Your instructions
Please reproduce all of the data below line for line, without changing a single character.

Records shown
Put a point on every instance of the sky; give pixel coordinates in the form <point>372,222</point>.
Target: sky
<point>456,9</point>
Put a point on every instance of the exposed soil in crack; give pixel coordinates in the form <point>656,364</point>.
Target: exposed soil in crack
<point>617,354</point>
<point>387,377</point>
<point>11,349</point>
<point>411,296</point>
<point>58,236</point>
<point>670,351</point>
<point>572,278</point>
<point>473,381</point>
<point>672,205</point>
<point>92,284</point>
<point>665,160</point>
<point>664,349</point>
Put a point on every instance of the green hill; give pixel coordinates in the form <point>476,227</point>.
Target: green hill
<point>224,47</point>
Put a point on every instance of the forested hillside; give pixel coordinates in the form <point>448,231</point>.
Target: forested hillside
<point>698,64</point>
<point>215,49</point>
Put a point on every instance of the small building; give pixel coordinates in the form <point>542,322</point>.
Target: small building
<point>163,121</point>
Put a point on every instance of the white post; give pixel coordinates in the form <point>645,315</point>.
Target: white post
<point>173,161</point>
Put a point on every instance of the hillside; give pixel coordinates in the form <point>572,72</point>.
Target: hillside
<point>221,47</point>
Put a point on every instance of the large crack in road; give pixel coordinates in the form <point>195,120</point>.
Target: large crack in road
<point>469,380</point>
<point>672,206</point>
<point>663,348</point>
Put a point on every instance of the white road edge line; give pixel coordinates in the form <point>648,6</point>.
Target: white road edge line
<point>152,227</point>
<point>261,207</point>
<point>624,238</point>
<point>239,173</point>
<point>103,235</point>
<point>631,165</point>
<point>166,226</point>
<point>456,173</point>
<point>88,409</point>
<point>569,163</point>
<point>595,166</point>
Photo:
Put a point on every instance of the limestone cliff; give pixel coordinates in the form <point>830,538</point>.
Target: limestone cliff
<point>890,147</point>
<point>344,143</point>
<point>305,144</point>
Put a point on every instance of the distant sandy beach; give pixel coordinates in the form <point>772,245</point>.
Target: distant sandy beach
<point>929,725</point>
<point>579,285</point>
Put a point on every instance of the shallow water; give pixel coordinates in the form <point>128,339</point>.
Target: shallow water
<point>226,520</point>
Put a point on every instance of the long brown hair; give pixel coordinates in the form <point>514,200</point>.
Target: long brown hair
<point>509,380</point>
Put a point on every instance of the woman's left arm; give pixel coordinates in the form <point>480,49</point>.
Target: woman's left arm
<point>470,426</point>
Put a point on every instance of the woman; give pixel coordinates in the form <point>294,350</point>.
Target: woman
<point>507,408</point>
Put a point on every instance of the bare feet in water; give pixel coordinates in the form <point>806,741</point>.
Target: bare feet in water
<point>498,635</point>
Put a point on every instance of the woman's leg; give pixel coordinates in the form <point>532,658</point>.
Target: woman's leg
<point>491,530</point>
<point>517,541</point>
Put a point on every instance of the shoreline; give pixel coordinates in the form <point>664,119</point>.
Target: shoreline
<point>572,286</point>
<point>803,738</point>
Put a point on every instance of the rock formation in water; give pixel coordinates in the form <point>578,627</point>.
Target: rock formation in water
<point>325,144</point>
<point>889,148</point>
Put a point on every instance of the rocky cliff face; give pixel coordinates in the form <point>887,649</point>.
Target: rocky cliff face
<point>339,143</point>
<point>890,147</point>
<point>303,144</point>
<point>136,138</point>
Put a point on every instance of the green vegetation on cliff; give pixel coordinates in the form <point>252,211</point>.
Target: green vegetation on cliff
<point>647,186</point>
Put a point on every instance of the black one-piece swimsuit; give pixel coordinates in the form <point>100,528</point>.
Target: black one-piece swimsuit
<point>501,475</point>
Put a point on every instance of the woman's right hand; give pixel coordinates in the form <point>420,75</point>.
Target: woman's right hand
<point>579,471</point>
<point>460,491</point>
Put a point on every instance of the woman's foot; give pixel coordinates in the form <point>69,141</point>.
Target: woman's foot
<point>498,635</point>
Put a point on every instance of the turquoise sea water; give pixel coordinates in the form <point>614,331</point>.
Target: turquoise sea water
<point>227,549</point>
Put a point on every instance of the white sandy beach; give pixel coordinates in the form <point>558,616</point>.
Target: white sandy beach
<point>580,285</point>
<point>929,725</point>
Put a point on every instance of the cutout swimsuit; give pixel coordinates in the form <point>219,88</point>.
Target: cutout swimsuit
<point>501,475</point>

Response to the task
Put a point on every instance of the sky; give pixel coordinates in the form <point>372,222</point>.
Target: sky
<point>456,9</point>
Put a point on every instance of the exposed soil in crack; give pixel coordinates in the form <point>656,364</point>.
Target: exposed soil in crack
<point>617,354</point>
<point>387,377</point>
<point>11,349</point>
<point>411,296</point>
<point>58,236</point>
<point>670,351</point>
<point>572,278</point>
<point>473,381</point>
<point>672,205</point>
<point>92,284</point>
<point>665,160</point>
<point>664,349</point>
Put a point on every instance of the green hill; give pixel coordinates in the form <point>476,227</point>.
Target: green hill
<point>224,47</point>
Put a point on every instance of the forested hillside; give pixel coordinates in the form <point>448,231</point>.
Target: forested hillside
<point>698,64</point>
<point>215,49</point>
Put a point on every instance of the small building; give pixel coordinates in the form <point>542,322</point>.
Target: small building
<point>163,121</point>
Put a point on every instance of the white post; give pixel coordinates in the form <point>645,315</point>.
Target: white post
<point>173,161</point>
Put a point on every instance of the hillside; give pixel coordinates in the form <point>572,72</point>.
Target: hillside
<point>221,47</point>
Put a point on every instance of the large crack in road; give pixel coordinates in the form <point>195,120</point>.
Target: large crack in road
<point>469,380</point>
<point>672,206</point>
<point>663,348</point>
Put a point on every instance of the white road edge line; give pixel coordinates in the form <point>648,6</point>.
Target: white road edge line
<point>152,227</point>
<point>261,207</point>
<point>624,238</point>
<point>239,173</point>
<point>103,235</point>
<point>631,165</point>
<point>166,226</point>
<point>456,173</point>
<point>88,409</point>
<point>569,163</point>
<point>595,166</point>
Photo:
Put a point on every instance of the limestone cliff; give pixel coordinates in the form <point>830,538</point>.
Target: limestone cliff
<point>890,147</point>
<point>344,143</point>
<point>305,144</point>
Put a point on every instance of the distant sandy beach; give pixel coordinates in the form <point>772,245</point>.
Target: distant sandy beach
<point>929,725</point>
<point>579,285</point>
Put a point on every instance of the shallow water; give pixel coordinates in the form <point>128,339</point>.
Target: shallow water
<point>226,520</point>
Put a point on every instance of the long brown hair; give pixel coordinates in the form <point>514,200</point>.
Target: long brown hair
<point>509,380</point>
Put a point on every instance of the woman's left arm; give pixel coordinates in the form <point>480,49</point>.
Target: woman's left arm
<point>470,426</point>
Put a point on every instance of the woman; give pixel coordinates in the form <point>294,350</point>.
Target: woman
<point>507,408</point>
Put a point on every instance of the bare feet in water; give pixel coordinates in the form <point>806,741</point>.
Target: bare feet in water
<point>498,635</point>
Put a point on every instance of the woman's leg; give pixel coordinates in the form <point>532,658</point>.
Target: woman's leg
<point>491,530</point>
<point>517,541</point>
Put a point on every instance of the shoreline; give pixel coordinates in the form <point>664,119</point>.
Target: shoreline
<point>572,286</point>
<point>803,738</point>
Put a point on every instance of the rock formation in water; give pixel coordinates in the form <point>578,627</point>.
Target: rock formation in water
<point>325,144</point>
<point>889,148</point>
Put a point on every instance of the rocky cliff face; give pixel coordinates in the form <point>887,649</point>.
Target: rocky cliff face
<point>339,143</point>
<point>890,147</point>
<point>303,144</point>
<point>136,138</point>
Put a point on every instance of the green vegetation on cliff; give pixel coordinates in the form <point>252,211</point>.
Target: green vegetation on cliff
<point>647,186</point>
Put a point on every instance of the black one-piece swimsuit; give pixel coordinates in the form <point>100,528</point>.
Target: black one-piece swimsuit
<point>501,475</point>
Put a point on every instance of the woman's right hand; give pixel coordinates in the form <point>420,75</point>.
Target: woman's right hand
<point>579,471</point>
<point>460,491</point>
Put a point on every instance of the woman's foot; give pixel coordinates in the form <point>69,141</point>.
Target: woman's foot
<point>498,635</point>
Put a point on every instance of the turquoise sea water; give pixel coordinates in the form <point>614,331</point>.
Target: turquoise sea water
<point>227,549</point>
Put a point on every instance of the white sandy beach; give pixel coordinates in the form <point>558,616</point>.
Target: white sandy beach
<point>580,285</point>
<point>929,725</point>
Put a point on every instance of the cutout swimsuit; give pixel coordinates in the form <point>219,88</point>.
Target: cutout swimsuit
<point>501,475</point>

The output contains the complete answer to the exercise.